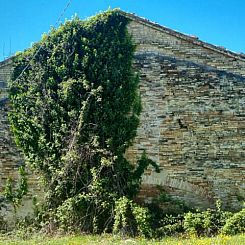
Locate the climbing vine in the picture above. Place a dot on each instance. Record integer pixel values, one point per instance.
(75, 110)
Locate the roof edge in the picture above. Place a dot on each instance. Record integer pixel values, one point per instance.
(182, 36)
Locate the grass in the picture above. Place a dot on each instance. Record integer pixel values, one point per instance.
(113, 240)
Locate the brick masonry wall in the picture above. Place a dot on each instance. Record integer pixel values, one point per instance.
(193, 118)
(10, 157)
(192, 123)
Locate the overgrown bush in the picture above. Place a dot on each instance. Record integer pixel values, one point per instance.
(208, 222)
(75, 110)
(127, 213)
(235, 224)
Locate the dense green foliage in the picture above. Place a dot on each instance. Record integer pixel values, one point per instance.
(74, 112)
(235, 224)
(14, 192)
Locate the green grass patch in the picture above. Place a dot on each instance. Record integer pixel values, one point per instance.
(108, 239)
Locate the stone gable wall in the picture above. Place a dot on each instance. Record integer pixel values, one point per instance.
(193, 118)
(192, 123)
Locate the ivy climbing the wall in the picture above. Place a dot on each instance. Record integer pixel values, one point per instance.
(75, 110)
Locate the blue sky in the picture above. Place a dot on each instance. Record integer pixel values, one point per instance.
(220, 22)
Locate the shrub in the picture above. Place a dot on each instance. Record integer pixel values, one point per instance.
(131, 219)
(208, 222)
(235, 224)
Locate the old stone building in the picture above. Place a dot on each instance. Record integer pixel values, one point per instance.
(193, 118)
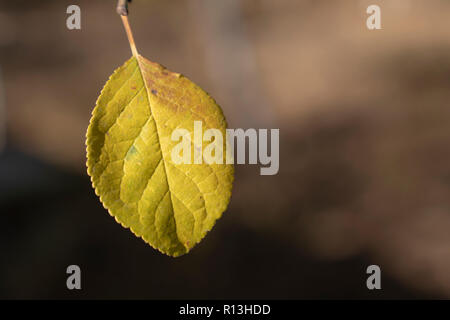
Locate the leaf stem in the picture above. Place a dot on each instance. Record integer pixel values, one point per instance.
(129, 35)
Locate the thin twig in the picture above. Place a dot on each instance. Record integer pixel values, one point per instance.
(122, 10)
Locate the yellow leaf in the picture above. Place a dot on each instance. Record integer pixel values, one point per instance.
(171, 206)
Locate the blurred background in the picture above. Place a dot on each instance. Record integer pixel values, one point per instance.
(364, 124)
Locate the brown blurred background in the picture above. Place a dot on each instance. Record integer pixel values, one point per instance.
(364, 172)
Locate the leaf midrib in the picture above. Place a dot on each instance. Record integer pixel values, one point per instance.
(162, 152)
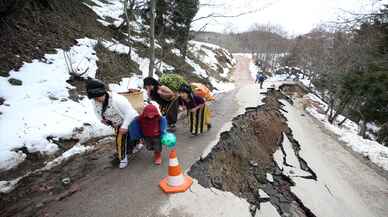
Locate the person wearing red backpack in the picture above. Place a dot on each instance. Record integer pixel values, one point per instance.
(150, 126)
(197, 110)
(114, 110)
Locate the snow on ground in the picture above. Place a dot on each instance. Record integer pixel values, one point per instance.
(374, 151)
(8, 186)
(108, 8)
(267, 210)
(335, 191)
(40, 108)
(204, 202)
(253, 68)
(206, 53)
(143, 63)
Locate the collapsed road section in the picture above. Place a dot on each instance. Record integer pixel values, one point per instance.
(251, 160)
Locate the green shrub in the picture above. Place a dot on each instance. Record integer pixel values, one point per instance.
(172, 81)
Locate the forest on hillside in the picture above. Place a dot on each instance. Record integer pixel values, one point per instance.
(346, 63)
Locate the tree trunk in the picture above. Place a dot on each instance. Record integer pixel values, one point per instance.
(128, 27)
(363, 129)
(343, 121)
(152, 39)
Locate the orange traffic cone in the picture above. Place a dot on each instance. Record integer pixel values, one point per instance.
(175, 181)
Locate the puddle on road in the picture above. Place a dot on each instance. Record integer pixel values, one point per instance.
(244, 156)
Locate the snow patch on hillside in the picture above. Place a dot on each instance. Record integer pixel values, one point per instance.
(374, 151)
(41, 107)
(108, 9)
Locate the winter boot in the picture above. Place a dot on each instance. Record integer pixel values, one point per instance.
(124, 162)
(157, 158)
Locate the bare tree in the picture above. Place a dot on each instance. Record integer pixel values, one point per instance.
(152, 39)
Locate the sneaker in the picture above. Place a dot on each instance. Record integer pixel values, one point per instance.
(172, 128)
(158, 158)
(123, 163)
(138, 148)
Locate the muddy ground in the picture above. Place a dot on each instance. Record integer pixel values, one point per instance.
(239, 163)
(40, 188)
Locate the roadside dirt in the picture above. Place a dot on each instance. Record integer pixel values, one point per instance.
(40, 188)
(241, 160)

• **Work item**
All of the data must be given again exactly, without the pictures.

• **Exercise answer**
Locate the climbing vine in the picture above. Place a dot on each instance. Record integer pixel values, one point per instance.
(75, 110)
Locate the roof edge in the picture above. Place a dot on each instance. Record integer pixel values, one point per instance.
(182, 36)
Locate the grass in the picture above. Place a dot on each instance. Record integer pixel values, one point per instance.
(113, 240)
Locate the brick masonry wall in the picture above. Place a dot on each instance. Record integer pixel values, one point per instance.
(193, 118)
(10, 157)
(192, 123)
Locate the overgrown bush in the picture above. Place a dot on each instance. Record integer pixel values, one point per instance.
(208, 222)
(75, 110)
(127, 213)
(235, 224)
Locate the dense green foliage in the picture above. Place a dot on each instance. Record integer pixel values, one point per instance.
(74, 112)
(235, 224)
(14, 192)
Locate the green grass patch in the picture above. Place a dot on each instance. Record integer pixel values, one point per instance.
(108, 239)
Locate the stone gable wall in the picture above. Place a dot on each instance. Record integer pixel values, one point per instance.
(193, 118)
(192, 123)
Locate the ivy climbing the wall in the picture above. Place a dot on each instance. Record integer pixel values, one point per instance.
(75, 110)
Locate the blue sky in the picture above. Place a dot on each instance. Record integer pixel values, one point per instance.
(220, 22)
Locate the shrub in the picture above. Place a dot on each instance. Record integer pixel values, one point per instance.
(131, 219)
(208, 222)
(235, 224)
Locate the old stone building in the picture above. Place a dot on each instance. Record integer pixel values, one point per instance.
(193, 118)
Locate the leaf stem in the picture above. Place a dot on each instance. Record integer pixel values, one point per instance.
(129, 35)
Locate the thin twig in the picture above. Place a dot on each instance. Record integer pixel values, one point per instance.
(122, 10)
Locate the yellow leaf in the picture above. Place a dot on each instance. Record integer pixel values, one point per instance.
(171, 206)
Locate the blurred background in the picture above. Place a dot on each instance. Record integer pixel values, one point per instance.
(364, 124)
Locate the brown blurred background in the picture above. Place a dot on each instance. Record integer pixel values, one point per instance.
(364, 172)
Locate the leaf midrib in the picture above. Place a dot on each instance. Record integer pixel values, one point per instance.
(162, 152)
Locate the person wearing red backpack in the picture above. Place a dot on each instance. Record integer pixel values, one point per instance.
(150, 126)
(197, 110)
(114, 110)
Locate the snow on ground in the picture above. Place a dot on each instance. Record integer pixel values, one point per instance.
(374, 151)
(8, 186)
(108, 8)
(267, 210)
(335, 191)
(40, 108)
(204, 202)
(253, 68)
(206, 53)
(143, 63)
Locate the collapsed road section in the picture above. Place a dot on each instance. Record integer pixel values, one point per instance.
(251, 160)
Locate the green shrub in the picture above. Place a dot on each instance. Record integer pixel values, one point per instance.
(172, 81)
Locate the forest on hillside in the picture above. Place a dot on each instance. Record integer pixel values, one point per instance.
(346, 63)
Locate the tree trunk in the picture above. Place a dot on each instance. Record integer pixel values, one point per instance.
(128, 27)
(363, 129)
(343, 121)
(152, 39)
Locate the orange traffic cone in the picture above. Place a dot on each instance. Record integer pixel values, one point per instance.
(175, 181)
Locate the puddle on road in the picture above. Place a dot on each instance. Record integer pixel values, one point per instance.
(244, 156)
Locate the snow patch on hillside in the picture above. Place a dot on each instance. Record integer pixel values, one point per instance.
(374, 151)
(41, 107)
(108, 9)
Locate the winter boot in the picture above. Place a dot on each instance. Record integer pixel values, one point per instance.
(124, 162)
(157, 158)
Locate the bare tree in the picture above. Place a dot on each instance. Record integer pixel values, one point per instance.
(152, 39)
Locate the sneaker in the picture above. Place a dot on each instance. Record integer pixel values, one point per instance.
(172, 128)
(158, 158)
(123, 163)
(138, 148)
Locate the muddy ground in the picture above. Place a dot on each instance. Record integer pixel values, one point per instance.
(239, 163)
(40, 188)
Locate the roadside dirt in the picture above. Place a dot on each instance. Record integer pixel values, one point per instance.
(40, 188)
(241, 160)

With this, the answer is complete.